Exercise objective: Copy the lines below, please, starting with the one that contains "Where can the orange" and ending with the last. Pictures stay out.

[Source records]
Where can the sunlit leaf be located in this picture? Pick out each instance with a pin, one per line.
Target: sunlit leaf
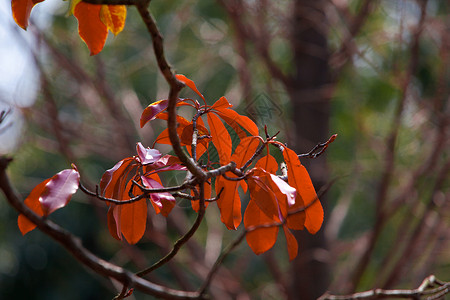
(113, 225)
(292, 244)
(147, 155)
(299, 178)
(113, 16)
(284, 188)
(229, 202)
(220, 138)
(114, 180)
(190, 84)
(261, 239)
(151, 111)
(90, 27)
(222, 103)
(32, 201)
(268, 163)
(223, 108)
(165, 163)
(162, 202)
(58, 191)
(21, 10)
(133, 219)
(259, 184)
(207, 194)
(245, 150)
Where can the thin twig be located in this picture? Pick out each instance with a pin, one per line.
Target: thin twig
(74, 246)
(425, 289)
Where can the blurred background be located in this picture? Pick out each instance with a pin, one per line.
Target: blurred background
(377, 73)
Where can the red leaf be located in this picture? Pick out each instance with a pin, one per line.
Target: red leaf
(245, 150)
(222, 103)
(147, 155)
(207, 193)
(59, 190)
(289, 192)
(162, 202)
(232, 118)
(151, 111)
(113, 16)
(202, 145)
(261, 192)
(113, 226)
(220, 138)
(229, 202)
(133, 218)
(267, 163)
(21, 10)
(114, 180)
(163, 137)
(262, 239)
(190, 84)
(292, 244)
(299, 178)
(90, 27)
(32, 201)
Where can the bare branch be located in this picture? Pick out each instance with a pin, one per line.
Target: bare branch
(431, 287)
(74, 246)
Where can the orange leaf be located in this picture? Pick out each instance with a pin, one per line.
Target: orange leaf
(156, 111)
(190, 84)
(113, 180)
(222, 103)
(90, 27)
(133, 219)
(245, 150)
(220, 138)
(21, 10)
(33, 203)
(195, 203)
(113, 16)
(267, 163)
(299, 178)
(292, 244)
(262, 193)
(202, 145)
(113, 226)
(229, 202)
(262, 239)
(232, 118)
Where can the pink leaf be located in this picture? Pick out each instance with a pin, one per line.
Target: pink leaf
(59, 190)
(190, 84)
(163, 201)
(285, 188)
(147, 155)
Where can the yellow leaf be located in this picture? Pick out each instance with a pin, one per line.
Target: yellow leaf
(113, 16)
(90, 27)
(21, 10)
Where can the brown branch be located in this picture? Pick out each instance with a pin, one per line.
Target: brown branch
(175, 88)
(391, 141)
(427, 288)
(74, 246)
(319, 148)
(181, 241)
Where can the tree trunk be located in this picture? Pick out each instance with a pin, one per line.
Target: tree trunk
(309, 93)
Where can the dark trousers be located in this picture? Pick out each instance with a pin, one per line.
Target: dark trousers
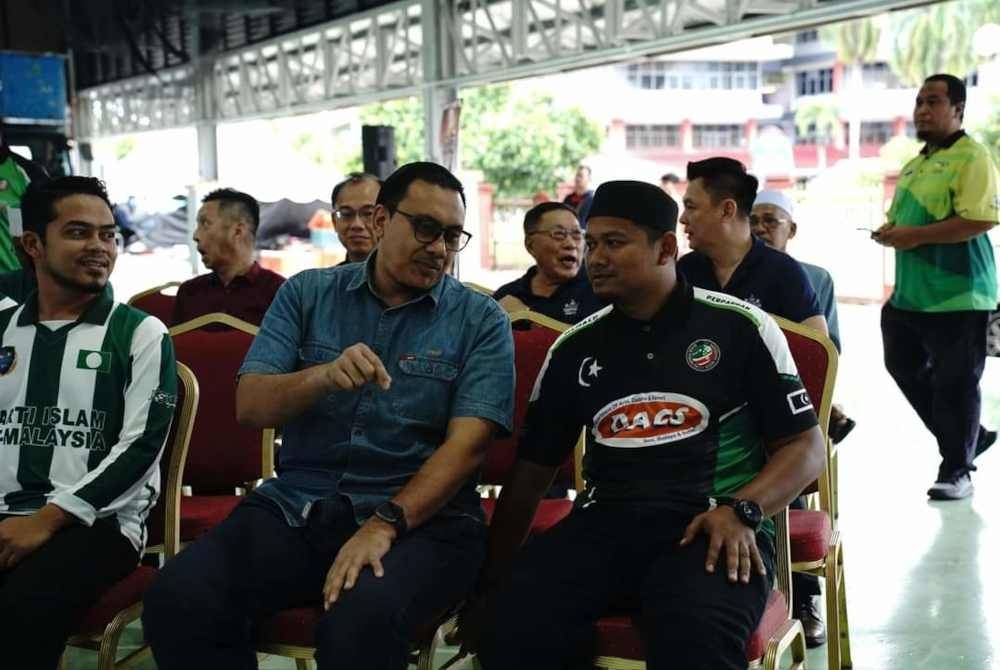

Task response:
Where can the orange leaf be located in this picture? Pick out each instance with a pin, one per line.
Target: orange leaf
(156, 111)
(190, 84)
(113, 180)
(222, 103)
(90, 27)
(133, 219)
(245, 150)
(220, 138)
(21, 10)
(33, 203)
(195, 203)
(113, 16)
(267, 163)
(299, 178)
(292, 244)
(262, 193)
(202, 145)
(113, 226)
(229, 202)
(262, 239)
(232, 118)
Where can the pink leaf be located in this picture? Pick out each instance with a pin, one per line.
Target: pink leaf
(59, 190)
(190, 84)
(163, 201)
(285, 188)
(147, 155)
Where can the yellow leaf be located in this picture? Pick out each instance with a pin, one per line.
Target: yellow leaf
(113, 16)
(90, 27)
(21, 10)
Where can the brown branch be located in this picture? Pick out each instance with a pin, one per line.
Target: brown branch
(175, 88)
(391, 141)
(427, 288)
(74, 246)
(319, 148)
(181, 241)
Where can the tree trunk be located in this picture? Pick out each instance with a pin, one per line.
Target: tree trunk
(309, 93)
Where can the dark trousers be located in this picture? Pick out each instance with a pin, one per line.
Target: dark trousers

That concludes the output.